***** SOURCE PASSAGE *****
02 Apache Cassandra Architecture Notes

02 Apache Cassandra Architecture Notes


1. Peer-to-Peer Architecture

  • No master/slave — All nodes are equal (peer nodes).
  • Every node can handle read/write requests.
  • Nodes communicate via the Gossip Protocol to share state and topology information.

2. Key Components of Cassandra Architecture

Component Description
Node Basic unit in Cassandra — stores and manages data.
Cluster Collection of connected nodes.
Data Center Logical grouping of nodes (used for replication and geographic distribution).
Commit Log Every write is first recorded in the commit log for durability.
MemTable In-memory data structure where data is temporarily stored after writing.
SSTable Immutable data file created from MemTables when flushed to disk.
*****
Extend the Cassandra architecture notes from where they stop, in the same format. The lines that follow are separate material.
***** STORED DATA *****
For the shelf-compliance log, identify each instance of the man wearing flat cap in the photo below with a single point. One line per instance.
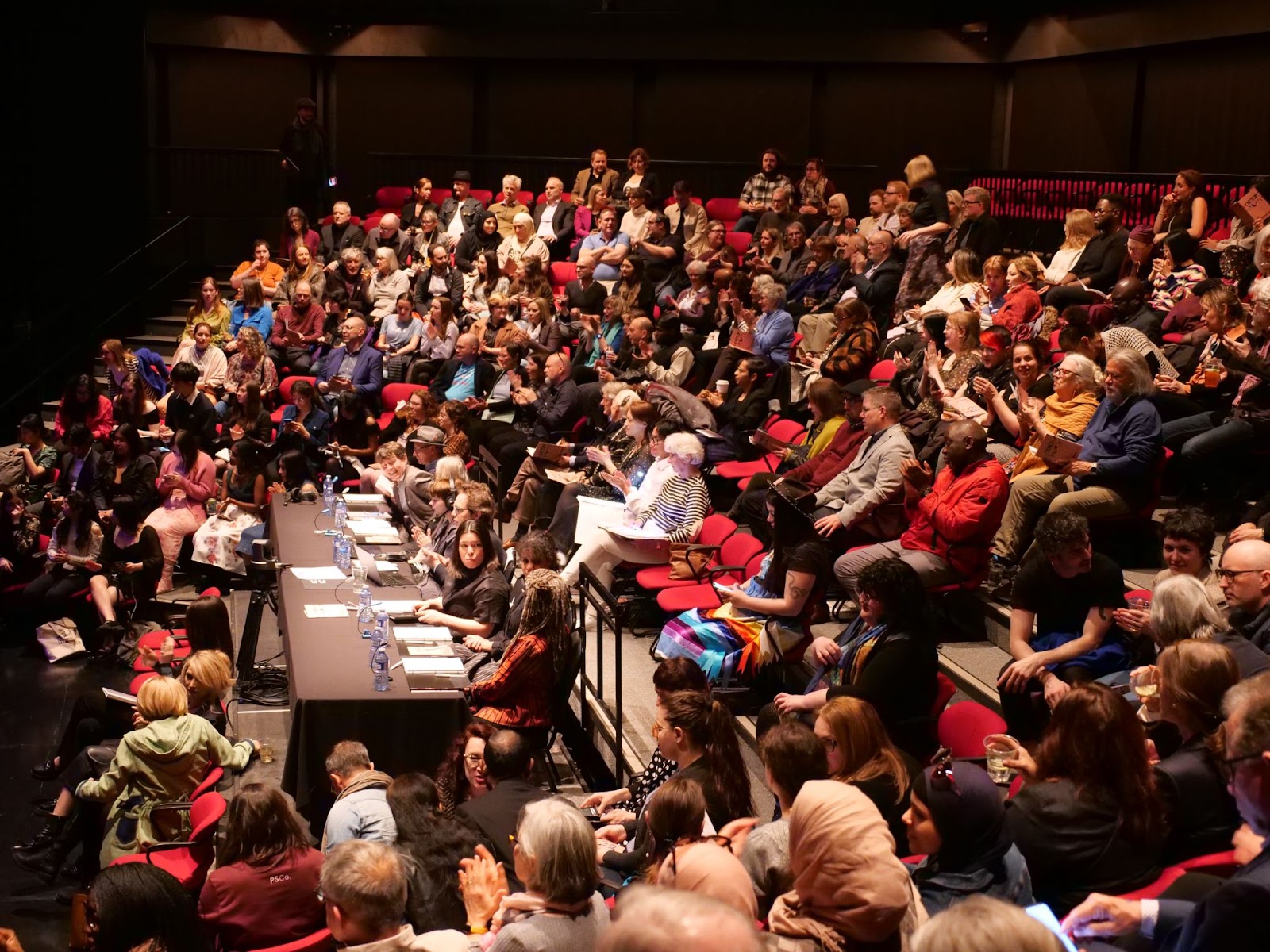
(460, 211)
*****
THE OUTPUT
Bloom Filter Probabilistic structure to check if data might exist in an SSTable.
Gossip Protocol A peer-to-peer communication protocol for nodes to exchange info.

3. Data Distribution and Partitioning

  • Partitioner decides which node stores which data.
    • Default: Murmur3Partitioner (hash-based).
  • Consistent Hashing is used to distribute data across the ring (cluster).
  • Virtual Nodes (vnodes): Each node owns multiple token ranges (helps with balanced data distribution and easier scaling).

4. Replication

  • Each piece of data is replicated on multiple nodes.
  • Defined in Keyspace using a replication strategy:
    • SimpleStrategy: Best for single data center.
    • NetworkTopologyStrategy: Best for multiple data centers.
  • Replication Factor (RF): Number of copies of each piece of data.

5. Consistency and Availability

  • Cassandra uses Tunable Consistency:
    • You can specify consistency level per query: ONE, QUORUM, ALL, etc.
  • Uses BASE model:
    • Basically Available, Soft state, Eventually consistent.

6. Read Path

  1. Client sends read request to any node (Coordinator Node).
  2. Coordinator checks:
    • MemTable (in-memory),
    • Bloom Filter,
    • SSTables on disk.
  3. Coordinator gathers data from replicas based on consistency level.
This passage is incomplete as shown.